Le président Ortega a à nouveau critiqué l’Église, accusant le pape d’utiliser les évêques du Nicaragua pour réaliser un coup d’État.

Mgr Rolando Alvarez Lagos, évêque de Matagalpa, détenu par la police depuis le 19 août.

Depuis les manifestations pacifiques de 2018 violemment réprimées par le gouvernement Ortega, l’étau se resserre sur la population et notamment sur l’Église catholique. Le président Ortega a à nouveau, ce mercredi 28 septembre, critiqué l’Église lors d’un discours public pour le 43e anniversaire de la fondation de la police nicaraguayenne, accusant le pape d’utiliser « les évêques du Nicaragua pour réaliser un coup d’État ». Ce n’est pas une première.

Vendredi 19 août à l’aube, Mgr Rolando Alvarez, évêque de Matagalpa, était arrêté par la police avec huit autres personnes dont trois prêtres. Accusé d’activités « déstabilisantes et provocatrices », il a été assigné à résidence jusqu’à nouvel ordre. Dans le collimateur du gouvernement Ortega depuis plusieurs mois, l’évêque se battait – jusqu’à entamer une grève de la faim – contre le harcèlement de la police dont l’Église est victime au Nicaragua et demandait le respect de la liberté de culte. Cette arrestation sans précédent signe une étape de plus du déchainement des autorités contre l’Église. Deux autres prêtres et un missionnaire ont également été arrêté sans aucun motif.

Le 2 juillet dernier, le ministère de l’Intérieur du Nicaragua annonçait la fermeture de 101 organisations non gouvernementales, dont l’Association des Missionnaires de la Charité, fondée par Mère Teresa de Calcutta. Ces 18 religieuses, qui se consacraient aux soins des plus pauvres, disposaient d’une maison de retraite, d’une crèche pour les enfants de mères sans ressources et d’un foyer pour les jeunes abandonnés. À priori pas de quoi renverser le gouvernement sandiniste en cours. Et pourtant leur nom vient s’ajouter aux 758 autres ONG déclarées illégales sous la présidence d’Ortega.

Quelques jours plus tôt, le 28 juin, la société Telecable, qui diffusait les programmes du diocèse de Matagalpa et d’Estelí, était éliminée du réseau. Le 31 mai, Channel 51, une chaîne catholique, était retirée des programmes. Le 12 mars, le Nicaragua expulsait sans aucun préavis le nonce apostolique Mgr Waldemar Stanislaw Sommertag. Une mesure qualifiée par le Vatican de « grave » et « injustifiée » et qui « ne reflète pas les sentiments du peuple profondément chrétien du Nicaragua ».

**Données:**
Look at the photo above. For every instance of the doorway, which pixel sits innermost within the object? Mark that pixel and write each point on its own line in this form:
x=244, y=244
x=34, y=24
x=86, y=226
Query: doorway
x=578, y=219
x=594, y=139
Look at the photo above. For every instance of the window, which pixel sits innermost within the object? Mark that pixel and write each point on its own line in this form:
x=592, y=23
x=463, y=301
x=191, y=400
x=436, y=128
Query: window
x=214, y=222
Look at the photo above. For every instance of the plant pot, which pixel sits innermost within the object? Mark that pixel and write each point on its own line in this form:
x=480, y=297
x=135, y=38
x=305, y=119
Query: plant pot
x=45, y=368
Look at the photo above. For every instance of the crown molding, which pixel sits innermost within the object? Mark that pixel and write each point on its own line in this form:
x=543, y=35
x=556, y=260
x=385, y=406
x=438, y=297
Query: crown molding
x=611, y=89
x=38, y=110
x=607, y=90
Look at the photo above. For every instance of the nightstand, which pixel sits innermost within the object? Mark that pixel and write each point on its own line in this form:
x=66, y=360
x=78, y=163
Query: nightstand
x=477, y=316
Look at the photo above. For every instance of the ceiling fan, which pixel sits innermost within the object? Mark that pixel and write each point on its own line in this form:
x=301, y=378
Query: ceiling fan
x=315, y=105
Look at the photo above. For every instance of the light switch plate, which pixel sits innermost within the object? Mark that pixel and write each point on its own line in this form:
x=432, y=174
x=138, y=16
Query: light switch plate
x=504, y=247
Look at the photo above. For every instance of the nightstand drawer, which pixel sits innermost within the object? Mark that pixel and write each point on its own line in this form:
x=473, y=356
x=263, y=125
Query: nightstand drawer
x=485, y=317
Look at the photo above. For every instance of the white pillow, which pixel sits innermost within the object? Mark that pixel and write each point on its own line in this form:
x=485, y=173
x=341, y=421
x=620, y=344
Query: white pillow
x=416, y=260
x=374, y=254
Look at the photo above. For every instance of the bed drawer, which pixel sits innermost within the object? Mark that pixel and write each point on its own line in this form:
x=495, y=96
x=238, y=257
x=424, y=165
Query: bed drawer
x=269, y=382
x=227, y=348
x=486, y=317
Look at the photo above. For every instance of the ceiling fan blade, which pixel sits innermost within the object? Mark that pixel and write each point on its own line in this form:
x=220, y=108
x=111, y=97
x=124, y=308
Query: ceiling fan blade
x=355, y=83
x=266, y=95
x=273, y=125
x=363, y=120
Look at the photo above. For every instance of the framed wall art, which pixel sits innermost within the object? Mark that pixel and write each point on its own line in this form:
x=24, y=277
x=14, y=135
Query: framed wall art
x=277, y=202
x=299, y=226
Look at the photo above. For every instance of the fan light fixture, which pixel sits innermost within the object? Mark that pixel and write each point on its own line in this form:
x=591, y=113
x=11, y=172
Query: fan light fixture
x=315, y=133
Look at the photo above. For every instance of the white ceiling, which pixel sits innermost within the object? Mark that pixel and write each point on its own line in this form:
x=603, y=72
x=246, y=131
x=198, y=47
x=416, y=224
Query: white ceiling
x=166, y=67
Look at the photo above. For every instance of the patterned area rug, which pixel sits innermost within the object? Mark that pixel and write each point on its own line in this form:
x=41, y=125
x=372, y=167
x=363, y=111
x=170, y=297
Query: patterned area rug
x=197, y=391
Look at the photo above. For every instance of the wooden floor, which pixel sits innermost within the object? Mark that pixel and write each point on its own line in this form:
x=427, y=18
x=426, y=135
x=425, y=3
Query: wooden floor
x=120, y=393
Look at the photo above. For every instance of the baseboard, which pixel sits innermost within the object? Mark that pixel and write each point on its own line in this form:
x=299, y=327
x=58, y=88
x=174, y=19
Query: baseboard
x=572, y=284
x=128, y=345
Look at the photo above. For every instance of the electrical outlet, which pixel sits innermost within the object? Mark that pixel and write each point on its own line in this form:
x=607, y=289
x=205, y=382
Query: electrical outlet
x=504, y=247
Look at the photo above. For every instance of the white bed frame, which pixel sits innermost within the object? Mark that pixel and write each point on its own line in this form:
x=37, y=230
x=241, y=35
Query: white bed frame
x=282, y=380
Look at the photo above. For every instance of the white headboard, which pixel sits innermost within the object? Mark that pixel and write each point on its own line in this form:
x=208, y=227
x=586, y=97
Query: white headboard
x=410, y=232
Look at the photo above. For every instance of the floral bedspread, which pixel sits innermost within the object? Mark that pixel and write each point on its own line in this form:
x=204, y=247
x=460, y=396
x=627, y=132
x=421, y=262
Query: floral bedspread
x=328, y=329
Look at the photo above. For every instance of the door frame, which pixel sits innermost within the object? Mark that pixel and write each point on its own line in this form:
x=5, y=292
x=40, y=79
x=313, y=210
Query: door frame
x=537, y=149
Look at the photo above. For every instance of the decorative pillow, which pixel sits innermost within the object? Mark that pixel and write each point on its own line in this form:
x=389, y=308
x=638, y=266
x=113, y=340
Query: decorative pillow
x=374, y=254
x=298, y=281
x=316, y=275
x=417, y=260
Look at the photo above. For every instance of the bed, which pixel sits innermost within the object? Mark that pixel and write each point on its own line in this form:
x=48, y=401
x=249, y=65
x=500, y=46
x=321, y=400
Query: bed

**Tâches à réaliser:**
[1] Répondez aux questions suivantes d'après le texte sur l'Église au Nicaragua :
(a) À quelle date Mgr Rolando Alvarez a-t-il été arrêté ?
(b) Combien d'organisations non gouvernementales le ministère de l'Intérieur a-t-il fait fermer le 2 juillet ?
(c) Quel nonce apostolique le Nicaragua a-t-il expulsé le 12 mars ?
[2] Relevez toutes les dates composées d'un jour et d'un mois que mentionne le texte sur l'Église au Nicaragua.
[3] Prolongez le texte sur l'Église au Nicaragua en reprenant après sa dernière phrase.

**Corrigé:**
[1]
(a) Le vendredi 19 août, à l'aube.
(b) 101 organisations non gouvernementales.
(c) Mgr Waldemar Stanislaw Sommertag.

[2] 28 septembre ; 19 août ; 2 juillet ; 28 juin ; 31 mai ; 12 mars.

[3]
Arrestations, expulsions, profanations d’églises, tortures…La liste s’allonge chaque jour depuis que l’ex-guerillero Daniel Ortega a brigué son 4e mandat en novembre 2021.  L’homme de 75 ans, qui avait déjà gouverné le pays entre 1985 et 1990, a été réélu après avoir bâillonné toute opposition. Avec son épouse Rosario Murillo, vice-présidente depuis 2017, il n’hésite pas à éliminer tous ceux qui entravent son chemin, y compris l’Église.

Cette hostilité contre l’Église s’est accrue de manière considérable depuis les manifestations pacifiques des Nicaraguayens contre la corruption, en avril 2018.

Évêques « putchistes »

Lors des violentes répressions qui ont fait plus de 355 morts, des centaines de disparus et des milliers de réfugiés, les églises avaient ouvert leurs portes tout en s’occupant des blessés et en réconfortant les proches des citoyens assassinés ou enlevés. Ortega a alors qualifié les évêques de « putchistes » (voir encadré). Pourtant, témoigne un prêtre qui préfère garder l’anonymat : « Vous ne pouvez pas rester les bras croisés quand des gens s’engouffrent dans une église parce qu’on est en train de les tuer ! ». Et de rajouter : « Nos églises sont devenues des abris, pas des centres de planification de l’opposition comme le gouvernement l’entend ».

Les Missionnaires de la Charité, expulsées du pays en juillet dernier

Depuis ces évènements, les hostilités contre l’Église, qui n’étaient alors que sporadiques, sont devenues monnaie courante. C’est ainsi qu’en moins de quatre ans, l’Église catholique au Nicaragua a subi plus de 190 attaques et profanations, selon le rapport « Nicaragua : Église persécutée ? (2018-2022) » de Martha Patricia Molina Montenegro, membre de l’Observatoire pour la transparence et la lutte contre la corruption.

L’avenir est donc sombre pour ce petit pays d’Amérique centrale. Pourtant l’Église sait qu’elle est victorieuse : « Au-delà des menaces de ceux qui détestent l’Église, il y a une main forte qui la guide et la protège » rappelle Mgr Silvio José Báez, évêque auxiliaire de l’archidiocèse de Managua. « La main de Jésus, qui soutient l’Église, est plus forte que les calomnies et les persécutions dont elle fait l’objet. N’ayons pas peur. Nous sommes entre de bonnes mains. »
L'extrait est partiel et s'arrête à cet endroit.